* **TEXTO FORNECIDO**:
++++++++++++++++++++

A opinião de dois jovens jornalistas, com a sabedoria própria
sobre o mundo que nos cerca e a experiência de quem vai assistindo aos
contínuos solavancos de sucessivas promessas governamentais, geralmente
redundando, à la longue, em fracasso ou desilusão. Porque as políticas
não dependem só dos governantes, dependem também, naturalmente, do povo que por
eles é governado, mais ou menos manipulado pelos seus mentores partidários, em
exigências por vezes utópicas, e dependendo igualmente dos mentores primeiros,
os líderes de uma União democrática e aparentemente generosa, que detêm o poder
económico e a orientação da sua distribuição, com os jogos políticos da sua
conveniência ou da sua empatia.
Como João Miguel Tavares, eu também admirei
Emmanuel Macron, na clareza de uma lição bem estudada e na frontalidade
corajosa contra as perfídias de ataque de uma opositora atrevida e pouco
fundamentada, na sua mensagem arrebatadora, caprichosa e repetitiva, que a insensatez
das promessas pareceu dominar, indiferente às consequências destruidoras de uma
coesão que se pretende, numa Europa que apostou na sua unidade, causadora de
distúrbios, é certo, mas também facilitadora de uma abertura que a moeda única
promoveu. Como Alexandre Homem-Cristo, também Emmanuel Macron me pareceu
sério e realista, sem triunfalismos inúteis nem falsas promessas, mas desejoso
de cumprir um programa de rigor e perseguição natural contra a praga do
terrorismo, mas impregnado de critérios de ponderação que pareceram faltar a Le
Pen.
Talvez não o consiga, os factores de oposição são aleatórios,
dependendo de valores diversos, e até da imagem que os media irão fabricando,
com maior ou menor avidez, encarniçados sobre pormenores de indiscrição pessoal,
banais mas orientados para a coscuvilhice alheia, como fonte de receita quantas
vezes indispensável para sua sobrevivência.

++++++++++++++++++++

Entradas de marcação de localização
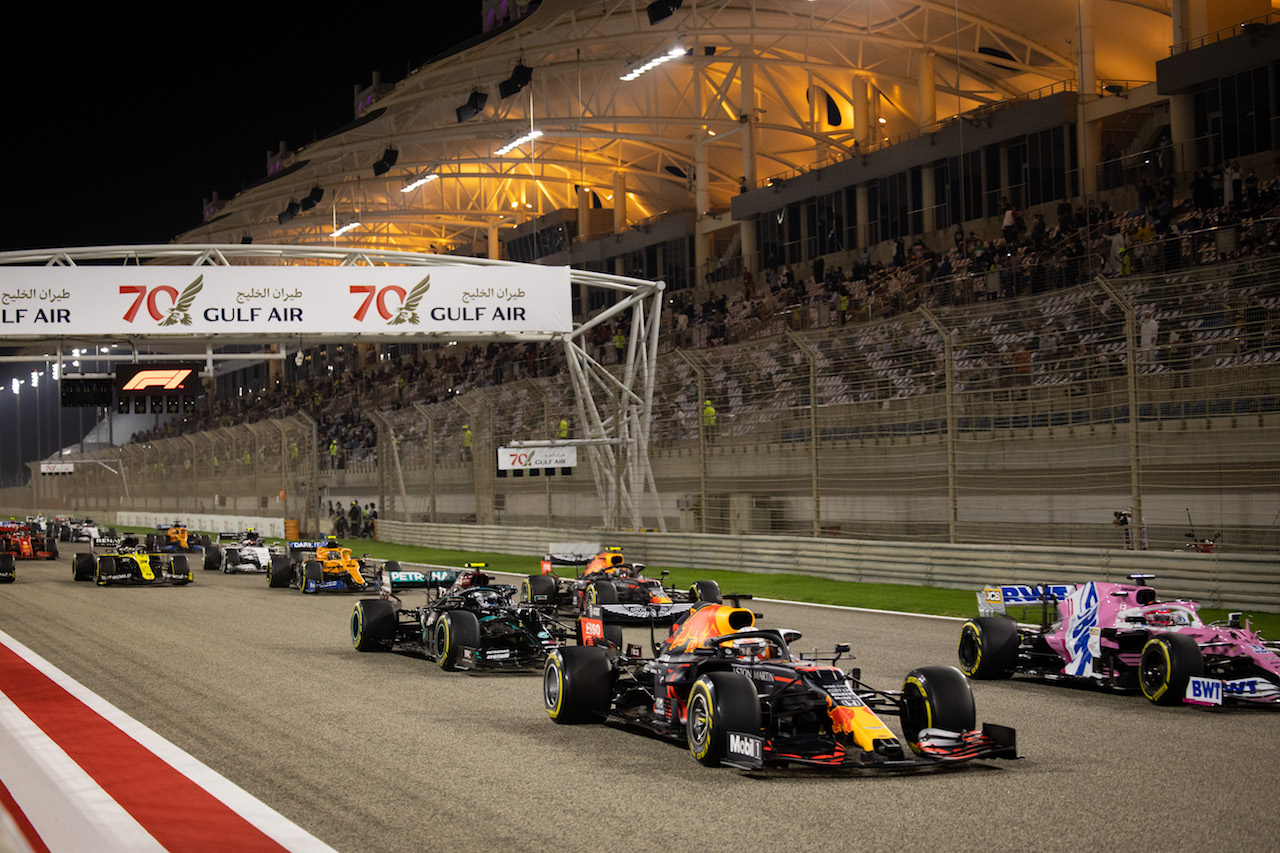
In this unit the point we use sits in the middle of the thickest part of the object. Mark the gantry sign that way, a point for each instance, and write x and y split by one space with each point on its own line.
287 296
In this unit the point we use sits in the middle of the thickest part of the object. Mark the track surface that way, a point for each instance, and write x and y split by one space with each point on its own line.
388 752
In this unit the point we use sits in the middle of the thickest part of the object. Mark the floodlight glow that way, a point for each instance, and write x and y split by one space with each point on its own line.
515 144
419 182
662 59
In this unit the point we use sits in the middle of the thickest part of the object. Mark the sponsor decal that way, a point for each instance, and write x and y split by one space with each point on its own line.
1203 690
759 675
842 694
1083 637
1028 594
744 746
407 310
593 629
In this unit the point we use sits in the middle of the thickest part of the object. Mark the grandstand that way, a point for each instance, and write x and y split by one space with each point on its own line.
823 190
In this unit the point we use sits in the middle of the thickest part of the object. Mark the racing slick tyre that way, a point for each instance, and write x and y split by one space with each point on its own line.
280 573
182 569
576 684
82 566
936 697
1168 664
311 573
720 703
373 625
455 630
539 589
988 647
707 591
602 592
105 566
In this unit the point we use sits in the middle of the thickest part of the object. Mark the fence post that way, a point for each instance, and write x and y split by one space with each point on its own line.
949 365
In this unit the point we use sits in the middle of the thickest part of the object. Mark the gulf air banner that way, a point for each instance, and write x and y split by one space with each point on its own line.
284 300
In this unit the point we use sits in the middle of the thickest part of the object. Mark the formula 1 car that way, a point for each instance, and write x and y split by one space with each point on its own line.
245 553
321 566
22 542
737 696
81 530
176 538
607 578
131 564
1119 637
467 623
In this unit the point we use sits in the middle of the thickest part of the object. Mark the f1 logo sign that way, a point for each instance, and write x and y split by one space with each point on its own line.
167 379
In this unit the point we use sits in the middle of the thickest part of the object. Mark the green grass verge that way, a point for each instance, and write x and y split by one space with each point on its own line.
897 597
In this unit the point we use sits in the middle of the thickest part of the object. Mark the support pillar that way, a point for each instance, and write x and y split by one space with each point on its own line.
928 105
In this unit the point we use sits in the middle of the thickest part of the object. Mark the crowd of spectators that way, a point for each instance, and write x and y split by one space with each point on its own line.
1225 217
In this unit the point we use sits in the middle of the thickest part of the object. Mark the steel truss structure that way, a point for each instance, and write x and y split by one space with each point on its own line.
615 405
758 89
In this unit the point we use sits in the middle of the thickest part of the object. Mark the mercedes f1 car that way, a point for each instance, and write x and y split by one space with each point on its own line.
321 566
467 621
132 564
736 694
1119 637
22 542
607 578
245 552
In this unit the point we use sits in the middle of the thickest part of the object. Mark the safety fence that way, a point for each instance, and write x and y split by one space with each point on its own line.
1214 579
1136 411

++++++++++++++++++++

Reescreva o trecho do texto de opinião desde "A opinião de" até "da sua empatia.", substituindo "governantes" por "dirigentes". As entradas não têm qualquer papel nesta tarefa.

* **RESPOSTA AO PROBLEMA**:
A opinião de dois jovens jornalistas, com a sabedoria própria
sobre o mundo que nos cerca e a experiência de quem vai assistindo aos
contínuos solavancos de sucessivas promessas governamentais, geralmente
redundando, à la longue, em fracasso ou desilusão. Porque as políticas
não dependem só dos dirigentes, dependem também, naturalmente, do povo que por
eles é governado, mais ou menos manipulado pelos seus mentores partidários, em
exigências por vezes utópicas, e dependendo igualmente dos mentores primeiros,
os líderes de uma União democrática e aparentemente generosa, que detêm o poder
económico e a orientação da sua distribuição, com os jogos políticos da sua
conveniência ou da sua empatia.